▶ **Work task**: Exact copies of all the entries below are expected in the answer.

▶ **Provided records**:
• • • • •

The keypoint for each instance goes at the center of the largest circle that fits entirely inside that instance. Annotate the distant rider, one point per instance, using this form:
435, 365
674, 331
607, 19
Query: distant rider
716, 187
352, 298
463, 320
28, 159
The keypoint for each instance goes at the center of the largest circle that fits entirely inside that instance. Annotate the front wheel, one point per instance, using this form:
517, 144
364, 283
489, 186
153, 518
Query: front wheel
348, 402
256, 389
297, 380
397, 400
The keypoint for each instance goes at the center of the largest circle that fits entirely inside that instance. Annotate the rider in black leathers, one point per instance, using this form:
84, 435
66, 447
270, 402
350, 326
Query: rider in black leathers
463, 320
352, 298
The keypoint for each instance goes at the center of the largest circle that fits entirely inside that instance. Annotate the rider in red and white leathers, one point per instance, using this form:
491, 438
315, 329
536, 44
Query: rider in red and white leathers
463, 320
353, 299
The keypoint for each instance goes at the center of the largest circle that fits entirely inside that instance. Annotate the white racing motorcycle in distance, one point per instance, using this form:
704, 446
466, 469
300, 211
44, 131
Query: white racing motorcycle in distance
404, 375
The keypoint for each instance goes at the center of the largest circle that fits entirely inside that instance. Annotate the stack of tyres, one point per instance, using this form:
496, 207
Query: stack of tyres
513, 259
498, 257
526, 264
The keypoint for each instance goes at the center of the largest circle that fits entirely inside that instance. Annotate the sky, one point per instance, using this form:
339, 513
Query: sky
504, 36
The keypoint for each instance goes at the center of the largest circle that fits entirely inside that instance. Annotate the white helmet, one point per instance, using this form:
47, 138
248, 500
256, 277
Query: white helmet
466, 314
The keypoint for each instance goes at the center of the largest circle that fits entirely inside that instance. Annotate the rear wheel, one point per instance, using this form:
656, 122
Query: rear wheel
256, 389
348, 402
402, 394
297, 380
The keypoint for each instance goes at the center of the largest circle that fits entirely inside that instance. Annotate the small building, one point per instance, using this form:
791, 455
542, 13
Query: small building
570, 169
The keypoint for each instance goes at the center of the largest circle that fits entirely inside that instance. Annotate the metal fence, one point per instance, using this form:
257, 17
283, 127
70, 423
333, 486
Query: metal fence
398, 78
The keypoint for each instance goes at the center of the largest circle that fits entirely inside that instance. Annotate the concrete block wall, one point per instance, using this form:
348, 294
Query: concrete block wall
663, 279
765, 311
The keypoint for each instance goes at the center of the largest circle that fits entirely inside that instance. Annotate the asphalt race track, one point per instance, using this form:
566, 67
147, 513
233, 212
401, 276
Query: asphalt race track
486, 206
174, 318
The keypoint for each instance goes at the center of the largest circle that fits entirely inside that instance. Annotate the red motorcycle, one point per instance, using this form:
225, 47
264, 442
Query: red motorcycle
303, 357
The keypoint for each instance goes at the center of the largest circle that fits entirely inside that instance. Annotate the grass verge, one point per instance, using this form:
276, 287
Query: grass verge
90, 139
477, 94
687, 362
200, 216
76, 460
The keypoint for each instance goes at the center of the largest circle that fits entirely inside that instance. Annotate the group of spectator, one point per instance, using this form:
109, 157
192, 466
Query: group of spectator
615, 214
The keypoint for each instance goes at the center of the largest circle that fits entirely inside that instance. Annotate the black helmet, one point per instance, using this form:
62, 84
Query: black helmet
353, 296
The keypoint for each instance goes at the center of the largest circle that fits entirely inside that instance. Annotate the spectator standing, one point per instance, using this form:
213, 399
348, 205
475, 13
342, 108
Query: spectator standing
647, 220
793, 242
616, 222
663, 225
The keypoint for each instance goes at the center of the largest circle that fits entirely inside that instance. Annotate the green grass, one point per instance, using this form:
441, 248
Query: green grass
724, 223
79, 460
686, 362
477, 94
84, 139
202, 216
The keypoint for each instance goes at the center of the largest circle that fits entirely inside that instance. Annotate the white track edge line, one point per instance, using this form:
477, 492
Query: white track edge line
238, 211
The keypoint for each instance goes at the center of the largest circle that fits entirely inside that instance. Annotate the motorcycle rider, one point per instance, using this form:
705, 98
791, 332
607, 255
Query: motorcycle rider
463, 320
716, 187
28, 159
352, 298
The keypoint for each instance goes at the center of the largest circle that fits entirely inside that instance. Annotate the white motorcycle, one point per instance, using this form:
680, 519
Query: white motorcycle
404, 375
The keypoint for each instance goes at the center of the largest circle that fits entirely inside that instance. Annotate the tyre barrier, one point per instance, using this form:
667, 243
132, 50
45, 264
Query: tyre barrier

• • • • •

▶ **Reply to the exercise**:
The keypoint for each instance goes at the center of the largest circle that fits entirely inside that instance. Annotate the distant rider, one point per instance, using this form:
435, 365
674, 331
607, 19
Query: distant rider
716, 187
352, 298
463, 320
28, 159
The keypoint for each instance goes at the center of the largest circle that fits entirely inside that instance. Annotate the front wheel, one point per instance, using this form:
517, 144
364, 283
489, 186
153, 518
Query: front wheel
348, 402
256, 389
297, 380
397, 400
The keypoint for each instance goes at the center of the largest circle that fits entirely inside that instance. Annotate the rider in black leathers, one point per instance, using this form:
84, 435
66, 447
270, 402
350, 326
Query: rider in black leathers
463, 320
352, 298
The keypoint for each instance goes at the center of the largest circle that fits entirely inside that instance. Annotate the rider in red and white leathers, one point per instance, using this form:
491, 438
315, 329
536, 44
Query: rider in red and white leathers
463, 320
353, 299
The keypoint for each instance goes at the center of the largest circle that fits entirely inside that instance. Annotate the white racing motorcycle in distance, one point per instance, using this form:
704, 446
466, 469
300, 211
44, 131
Query: white racing motorcycle in distance
404, 375
The keypoint for each instance goes at the center of the largest circle that fits entirely inside that instance. Annotate the stack of tyres, one point per instance, using this form:
496, 207
Query: stack of tyres
513, 259
498, 257
526, 264
The keypoint for each instance goes at the center of the largest circle that fits entirely inside that instance. Annotate the sky, one point per instance, using this form:
339, 513
Query: sky
504, 36
The keypoint for each instance goes at the center of the largest circle that fits entirely inside that instance. Annotate the white helmet, one point per instance, using this form:
47, 138
248, 500
256, 277
Query: white helmet
466, 314
The keypoint for each instance goes at the center of the largest circle that fits entirely inside that instance. Annotate the rear wheel, one point per instance, using this form:
656, 122
Query: rear wheel
256, 389
348, 402
402, 394
297, 380
The keypoint for each instance goes at the center of the largest circle that fits entirely inside that instance. Annotate the small building, one point per instance, using this form:
791, 455
542, 13
Query: small building
570, 169
The keypoint for each instance goes at the center of the largest circle that fits entirely inside that instance. Annotate the metal fence, one point per instance, using this form:
257, 17
283, 127
70, 423
333, 486
Query: metal fence
398, 78
The keypoint for each instance goes at the center of the largest circle that fits entirely inside that instance. Annotate the concrete block wall, one point per instance, using this form:
348, 294
Query: concrete block wall
663, 279
765, 311
The keypoint for each instance goes at the center of the largest circle that fits entirely inside that instance. Annotate the asphalt race track, one point per instance, using this form:
566, 67
147, 513
233, 212
401, 276
Query: asphalt race track
486, 206
174, 318
The keypoint for each instance goes at the center of the largest circle that fits entirely inside that instance. Annotate the red motorcycle, one point per instance, using this form:
225, 47
264, 442
Query: red motorcycle
303, 357
The keypoint for each instance goes at the center of the largest circle that fits entirely inside that instance. Annotate the grass verge, one point per instance, using this form:
276, 287
Query: grass verge
90, 139
477, 94
687, 362
200, 216
76, 460
The keypoint for each instance goes at the center of the largest circle that fits entirely inside that instance. Annotate the group of spectator, one point per instance, using this form:
109, 157
192, 466
Query: group of spectator
615, 214
The keypoint for each instance goes at the center of the largest circle that fits entirely inside that instance. Annotate the black helmet, one point per instance, using this form:
62, 84
Query: black helmet
353, 296
The keypoint for each instance goes at the center of the largest circle that fits entirely inside that instance. Annotate the spectator standing, one point per instance, using this form:
213, 399
348, 205
475, 13
342, 108
Query: spectator standing
647, 220
793, 242
616, 222
663, 225
The keypoint for each instance goes at the center of the largest circle that fits entirely inside that instance. Annotate the green grass, one point per instance, using this form:
441, 248
Query: green grass
724, 223
79, 460
686, 362
477, 94
84, 139
202, 216
The keypoint for each instance goes at the center of the largest circle that fits entirely inside that instance. Annotate the white track edge line, one point per instance, using this form:
477, 492
Query: white track edge line
238, 211
The keypoint for each instance goes at the center of the largest circle that fits entirely inside that instance. Annotate the motorcycle rider, one point per instance, using this form:
705, 98
791, 332
607, 255
Query: motorcycle rider
463, 320
716, 187
28, 159
352, 298
The keypoint for each instance goes at the center of the largest circle that fits entirely inside that instance. Annotate the white motorcycle, one point per instance, using this form:
680, 519
Query: white motorcycle
404, 375
The keypoint for each instance goes at the center of the largest circle that fits entirely inside that instance. Annotate the tyre barrier, one point per instance, using this form:
667, 243
132, 50
45, 264
Query: tyre barrier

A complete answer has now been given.